## WHAT THE TASK ASKS
Line by line, transcribe the records exactly.

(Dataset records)

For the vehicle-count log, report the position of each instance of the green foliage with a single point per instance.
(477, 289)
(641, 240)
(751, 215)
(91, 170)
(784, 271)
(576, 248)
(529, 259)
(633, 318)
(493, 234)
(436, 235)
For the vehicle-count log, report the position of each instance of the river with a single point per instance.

## OUTPUT OF THE TASK
For the vehicle-count log, report the position of each instance of the green foliage with a single point per instance.
(477, 289)
(641, 240)
(751, 215)
(91, 170)
(784, 271)
(576, 248)
(529, 259)
(633, 318)
(493, 234)
(436, 235)
For the vehicle-count log, report the position of each instance of the river with a single point per instance.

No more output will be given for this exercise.